原始材料 →
■ ■ ■ ■ ■ ■ ■
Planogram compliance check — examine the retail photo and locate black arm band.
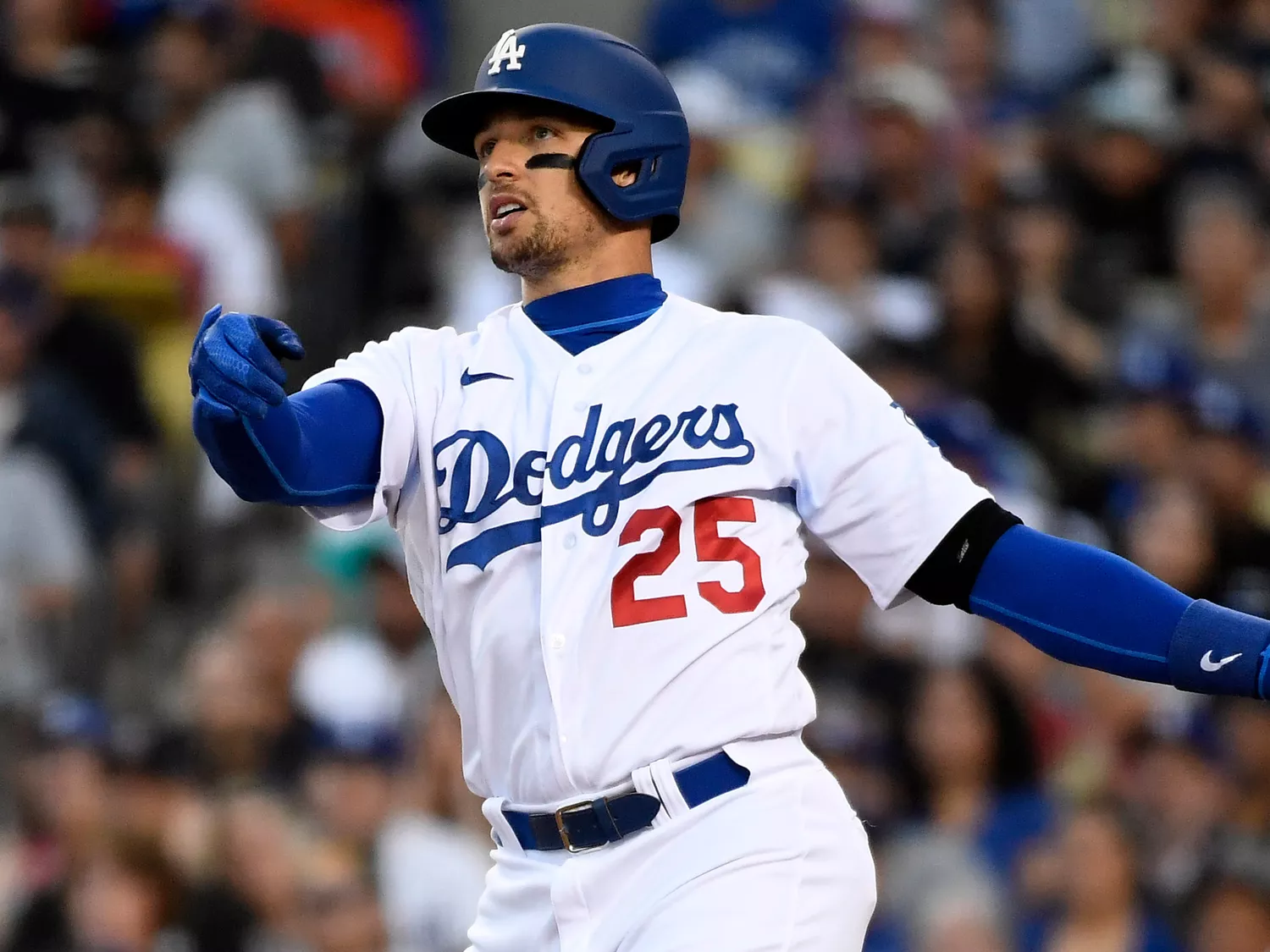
[906,499,1023,612]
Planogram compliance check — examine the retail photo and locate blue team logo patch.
[432,404,754,570]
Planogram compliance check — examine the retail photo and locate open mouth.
[492,202,525,221]
[489,193,528,235]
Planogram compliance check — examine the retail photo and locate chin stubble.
[489,212,596,281]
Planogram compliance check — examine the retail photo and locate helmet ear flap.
[578,114,688,241]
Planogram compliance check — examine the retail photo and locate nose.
[480,141,528,183]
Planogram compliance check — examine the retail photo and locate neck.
[521,230,653,304]
[523,274,665,357]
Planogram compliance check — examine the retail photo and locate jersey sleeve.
[787,329,991,608]
[304,327,439,532]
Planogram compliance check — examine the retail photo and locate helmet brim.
[423,89,614,159]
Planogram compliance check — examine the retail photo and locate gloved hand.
[190,305,305,421]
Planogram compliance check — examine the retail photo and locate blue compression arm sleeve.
[195,380,384,505]
[970,526,1270,697]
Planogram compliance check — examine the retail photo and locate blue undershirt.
[195,274,1270,697]
[525,274,665,357]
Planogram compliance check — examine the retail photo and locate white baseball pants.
[469,736,876,952]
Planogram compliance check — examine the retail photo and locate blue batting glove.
[190,305,305,421]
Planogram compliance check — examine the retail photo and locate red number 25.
[612,497,765,629]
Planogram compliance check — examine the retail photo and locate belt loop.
[632,767,671,828]
[480,797,525,855]
[648,758,690,819]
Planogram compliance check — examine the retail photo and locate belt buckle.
[555,800,605,853]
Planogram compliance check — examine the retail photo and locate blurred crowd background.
[0,0,1270,952]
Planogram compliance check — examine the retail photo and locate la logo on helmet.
[488,30,525,76]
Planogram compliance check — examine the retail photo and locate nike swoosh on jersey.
[1199,652,1244,672]
[459,367,512,388]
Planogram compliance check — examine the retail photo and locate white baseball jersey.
[306,294,988,809]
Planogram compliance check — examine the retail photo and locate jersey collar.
[522,274,665,357]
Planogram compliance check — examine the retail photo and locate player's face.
[474,113,605,281]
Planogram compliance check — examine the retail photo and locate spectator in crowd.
[305,706,489,952]
[751,190,936,353]
[0,0,97,175]
[66,835,185,952]
[1133,179,1270,419]
[0,191,159,454]
[644,0,840,113]
[151,634,309,790]
[856,63,958,277]
[1054,55,1180,324]
[929,230,1089,438]
[1124,716,1229,927]
[58,154,201,439]
[147,12,312,269]
[185,790,306,952]
[0,269,114,548]
[904,663,1053,894]
[249,0,441,122]
[301,842,390,952]
[1023,804,1180,952]
[8,695,111,952]
[1214,702,1270,890]
[1191,880,1270,952]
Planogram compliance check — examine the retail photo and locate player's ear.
[612,159,640,188]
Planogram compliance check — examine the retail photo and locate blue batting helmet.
[423,23,688,241]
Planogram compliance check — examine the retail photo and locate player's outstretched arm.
[909,502,1270,698]
[190,306,384,507]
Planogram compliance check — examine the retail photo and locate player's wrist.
[1168,599,1270,700]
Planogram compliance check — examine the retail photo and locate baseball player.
[190,25,1270,952]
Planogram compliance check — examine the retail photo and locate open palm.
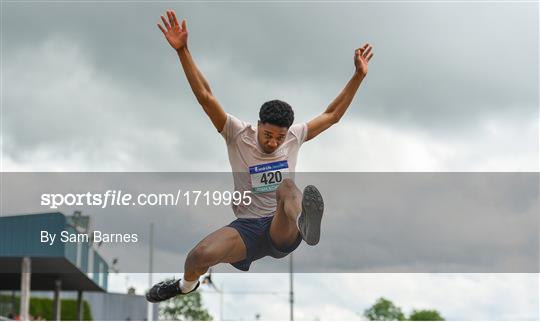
[354,44,373,75]
[158,10,188,50]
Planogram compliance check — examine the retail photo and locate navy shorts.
[227,216,302,271]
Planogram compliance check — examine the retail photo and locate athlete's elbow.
[330,114,341,125]
[195,91,212,106]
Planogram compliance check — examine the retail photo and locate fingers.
[171,10,179,26]
[158,24,167,36]
[161,16,171,30]
[362,44,373,58]
[167,10,178,28]
[366,53,373,62]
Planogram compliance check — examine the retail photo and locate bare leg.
■ ■ ■ ■ ■ ■ ■
练习题目 →
把列表中从含有“team logo patch.”的那一行到含有“[555,800,605,853]”的那一行之间的内容（首尾两行都算在内）连同请求文字完整重写一遍，并按比例缩放答案中的边界框坐标：每个数乘以2.15后四舍五入为整数，小数部分恰为0.5时进位。只输出这一段各行。

本题结果 →
Planogram compliance check — examine the retail photo and locate blue team logo patch.
[929,869,1621,1226]
Planogram compliance check — examine the retail photo and locate open mouth.
[1058,434,1129,475]
[1051,415,1135,505]
Planogram compliance check — examine the retail photo and locate chin stubble.
[1051,456,1281,604]
Planogram compliance check — examine the retail photo and locate helmet ear flap.
[1243,245,1479,518]
Planogram compliance check — examine the retail photo and locate nose.
[1032,303,1135,393]
Planogram compliance check — examine the retail photo and locate neck.
[1120,495,1404,654]
[1124,589,1430,768]
Planogram compliance check — examine the retail photo and locate jersey sleeve.
[1692,707,2131,1307]
[654,703,944,1144]
Planogram compliance check — examine the retail photo and locate helmet brim.
[909,191,1320,342]
Planogram compliance check — examine the retail photo and locate gloved hand.
[409,656,656,905]
Planogram compliance check — examine the retail photo and locate blue compression arm sleeve.
[419,817,826,1086]
[2086,1131,2731,1499]
Planogram compliance check — examine the retail photo and locate blue undershirt.
[419,589,2731,1499]
[1129,589,1430,768]
Planogram compliance check — examine the retail photo and locate white baseball pants.
[1008,1582,1883,2047]
Planogram compliance check — examine the retail photo and locate blue batting glove.
[409,656,656,905]
Planogram compliance check — examine the retail photo and locate red number 25.
[1316,1069,1645,1352]
Planogram compliance check — examine the retail photo and locate belt loop.
[1359,1649,1443,1780]
[1032,1714,1129,1838]
[1393,1630,1484,1761]
Planogram compliance check — examine the retail photo and locate belt buckle.
[1193,1720,1301,1834]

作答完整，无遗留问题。